**ATIVIDADE A**:
Extraia das entradas todas as linhas que contêm a palavra "fill", levando em conta maiúsculas e minúsculas.

AS KAPAROT, O GALINOCÍDIO JUDEU


Começa amanhã o Yom Kippur, o dia mais santo e solene do calendário judeu, em língua nossa o Grande Perdão, fixado no 19 Tichri, ponto culminante dos dez dias de penitência que começam no Rosh Hashaná, literalmente “cabeça do ano”. A propósito, foi um dia de sufoco para mim. Meu bairro é fundamentalmente judeu. No Rosh Hashaná, fui até meu provedor de vinhos, que também fornece comidas e bebidas kasher. Nossa! Filas imensas, toda a judiada se provendo dos alimentos e vinhos permissíveis à raça. Tive de esperar na fila por uma boa meia hora para comprar meus vinhos profanos.

Segundo meu Dictionnaire Encyclopédique du Judaïsme, a importância deste dia e a fonte de seu ritual provêm dos mandamentos bíblicos de fazer propiciação e de humilhar-se. A humilhação de si mesmo era interpretada pelos sábios como a abstinência de comida e bebida. A propiciação implica três atos que, em conjunto, devem aliviar do fardo do pecado: reconhecer suas transgressões, declarar seu arrependimento por um processo de confissão e depois fazer sua expiação ante Deus para obter o perdão.

Mas atenção: os rabinos insistem sobre o fato que o Yom Kippur permite ao homem de expiar seus pecados contra Deus, mas não os cometidos contra seu próximo. (Por próximo, entenda-se um outro judeu. Goy não conta). Sem pedir perdão a quem foi ofendido, a expiação não tem efeito e ninguém deve cometer transgressões esperando que seus pecados lhe sejam perdoados nesse dia. Até aí, nada demais. Mas que têm a ver as galinhas com isto?

**Entradas de dados**:
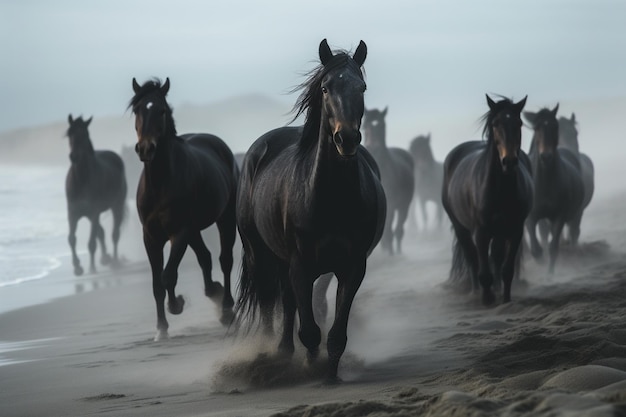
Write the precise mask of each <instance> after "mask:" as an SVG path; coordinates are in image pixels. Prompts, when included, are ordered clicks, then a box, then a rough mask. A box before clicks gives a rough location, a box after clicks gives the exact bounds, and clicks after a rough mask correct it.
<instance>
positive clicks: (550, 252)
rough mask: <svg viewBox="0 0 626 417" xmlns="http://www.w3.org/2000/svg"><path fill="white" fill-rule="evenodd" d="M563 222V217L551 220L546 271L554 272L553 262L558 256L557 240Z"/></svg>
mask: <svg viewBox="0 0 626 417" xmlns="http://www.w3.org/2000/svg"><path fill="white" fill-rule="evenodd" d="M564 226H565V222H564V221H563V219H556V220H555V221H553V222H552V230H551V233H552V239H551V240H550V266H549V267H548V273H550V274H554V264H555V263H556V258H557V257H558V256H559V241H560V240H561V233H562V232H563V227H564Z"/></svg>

---

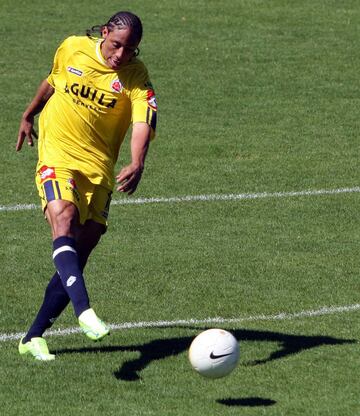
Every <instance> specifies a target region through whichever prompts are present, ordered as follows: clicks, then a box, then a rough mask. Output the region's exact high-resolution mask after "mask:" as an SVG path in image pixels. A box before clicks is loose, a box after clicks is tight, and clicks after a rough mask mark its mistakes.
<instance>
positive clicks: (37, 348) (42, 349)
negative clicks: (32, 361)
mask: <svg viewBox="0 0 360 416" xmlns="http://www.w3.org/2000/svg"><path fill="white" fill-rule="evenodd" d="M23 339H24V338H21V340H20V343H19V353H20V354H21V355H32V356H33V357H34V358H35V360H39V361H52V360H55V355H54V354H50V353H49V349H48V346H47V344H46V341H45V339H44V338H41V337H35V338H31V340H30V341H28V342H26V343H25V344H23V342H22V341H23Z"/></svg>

**ATIVIDADE B**:
Segundo o trecho, quais são os três atos que a propiciação implica?

**RESPOSTA ESPERADA A**:
rough mask: <svg viewBox="0 0 626 417" xmlns="http://www.w3.org/2000/svg"><path fill="white" fill-rule="evenodd" d="M563 222V217L551 220L546 271L554 272L553 262L558 256L557 240Z"/></svg>
mask: <svg viewBox="0 0 626 417" xmlns="http://www.w3.org/2000/svg"><path fill="white" fill-rule="evenodd" d="M564 226H565V222H564V221H563V219H556V220H555V221H553V222H552V230H551V233H552V239H551V240H550V266H549V267H548V273H550V274H554V264H555V263H556V258H557V257H558V256H559V241H560V240H561V233H562V232H563V227H564Z"/></svg>
mask: <svg viewBox="0 0 360 416" xmlns="http://www.w3.org/2000/svg"><path fill="white" fill-rule="evenodd" d="M23 339H24V338H21V340H20V343H19V353H20V354H21V355H32V356H33V357H34V358H35V360H39V361H52V360H55V355H54V354H50V353H49V349H48V346H47V344H46V341H45V339H44V338H41V337H35V338H31V340H30V341H28V342H26V343H25V344H23V342H22V341H23Z"/></svg>

**RESPOSTA ESPERADA B**:
Reconhecer as próprias transgressões, declarar o arrependimento por um processo de confissão e depois fazer a expiação ante Deus para obter o perdão.